---------- Working data

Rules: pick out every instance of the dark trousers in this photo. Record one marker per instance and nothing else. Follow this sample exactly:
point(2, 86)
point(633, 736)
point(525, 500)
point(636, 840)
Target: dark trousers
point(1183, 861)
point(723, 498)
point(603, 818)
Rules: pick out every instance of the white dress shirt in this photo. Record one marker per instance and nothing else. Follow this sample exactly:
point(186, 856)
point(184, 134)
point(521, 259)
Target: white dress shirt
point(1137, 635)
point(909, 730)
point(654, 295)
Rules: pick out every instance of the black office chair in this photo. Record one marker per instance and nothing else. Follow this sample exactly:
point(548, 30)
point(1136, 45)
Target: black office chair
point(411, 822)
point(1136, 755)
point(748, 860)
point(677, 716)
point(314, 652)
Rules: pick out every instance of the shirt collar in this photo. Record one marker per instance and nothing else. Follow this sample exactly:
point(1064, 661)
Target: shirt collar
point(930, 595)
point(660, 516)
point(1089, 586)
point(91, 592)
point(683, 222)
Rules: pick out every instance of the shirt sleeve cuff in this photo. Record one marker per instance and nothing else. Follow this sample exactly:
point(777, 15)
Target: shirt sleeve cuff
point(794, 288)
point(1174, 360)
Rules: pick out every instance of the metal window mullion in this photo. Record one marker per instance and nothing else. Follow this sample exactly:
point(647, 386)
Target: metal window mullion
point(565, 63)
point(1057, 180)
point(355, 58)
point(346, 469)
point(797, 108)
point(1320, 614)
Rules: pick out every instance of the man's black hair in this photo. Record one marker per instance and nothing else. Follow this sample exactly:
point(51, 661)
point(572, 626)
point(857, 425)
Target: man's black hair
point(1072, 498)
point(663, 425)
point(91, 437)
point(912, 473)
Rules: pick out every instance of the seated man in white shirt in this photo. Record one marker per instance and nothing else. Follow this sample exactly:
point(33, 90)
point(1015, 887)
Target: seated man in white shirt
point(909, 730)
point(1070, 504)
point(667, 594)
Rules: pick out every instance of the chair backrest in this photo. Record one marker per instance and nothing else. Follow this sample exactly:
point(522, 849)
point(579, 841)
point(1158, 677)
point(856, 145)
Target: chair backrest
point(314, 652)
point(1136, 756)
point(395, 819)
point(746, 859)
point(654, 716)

--------------------

Swap every "marker" in the material above for "dot", keeping everything else the same.

= Result for this task =
Rules: pick out every instance of the dark trousers in this photo. Record one dot per instance and nothing else. Follow this sample exactly:
point(2, 86)
point(633, 736)
point(525, 500)
point(636, 840)
Target: dark trousers
point(1183, 861)
point(723, 498)
point(603, 818)
Rules: pick out every instance of the white dress shirt in this photo. Record one dot per instance and nothing else. Follow this sample exactly:
point(186, 856)
point(184, 134)
point(521, 259)
Target: white dress shirt
point(1137, 635)
point(909, 730)
point(654, 295)
Rules: pick out every instance of the black office chair in this photo. Record one dot per instance and nothing else. Follow this sample exactly:
point(548, 30)
point(1136, 45)
Target: black office chair
point(411, 822)
point(1136, 755)
point(748, 860)
point(677, 716)
point(314, 652)
Rules: pick out every instance of the shirt collar in this photo. Record one dot per instance and nothing else. Follow this sample exactly:
point(1064, 661)
Target: shirt collar
point(930, 595)
point(660, 516)
point(1089, 586)
point(91, 592)
point(683, 222)
Rules: pick out every instance of the shirt sleeve cuff in this photo. Record one dot per instance and nothing else. Follow this sample exactly:
point(777, 15)
Target: shirt sleeve cuff
point(794, 288)
point(1174, 360)
Rules: pick out every instance of the metal window mullion in this photo. Record one dot per instance and nothing else. Follow this sample exactly:
point(647, 386)
Target: metal window mullion
point(565, 63)
point(1057, 180)
point(355, 58)
point(346, 469)
point(797, 108)
point(1320, 614)
Rules: pick out every instance of the man's black hair in this photo. Record one dot per instance and nothing else. Follow this sample exactly:
point(51, 661)
point(572, 626)
point(857, 425)
Target: man's black hair
point(1072, 498)
point(663, 425)
point(91, 437)
point(912, 473)
Rules: pick out every instance of the seated man in white shirt in this photo. Record one dot per instance and nothing else. Follow this sample exactly:
point(33, 90)
point(1015, 887)
Target: seated man in white shirt
point(909, 730)
point(1070, 504)
point(667, 594)
Rules: pick out every instance of the chair backrest in this photo. Record one dot per instance and nothing else. Follow this sample exactly:
point(522, 849)
point(579, 841)
point(1158, 677)
point(856, 145)
Target: chair backrest
point(314, 652)
point(1136, 756)
point(395, 819)
point(746, 859)
point(654, 716)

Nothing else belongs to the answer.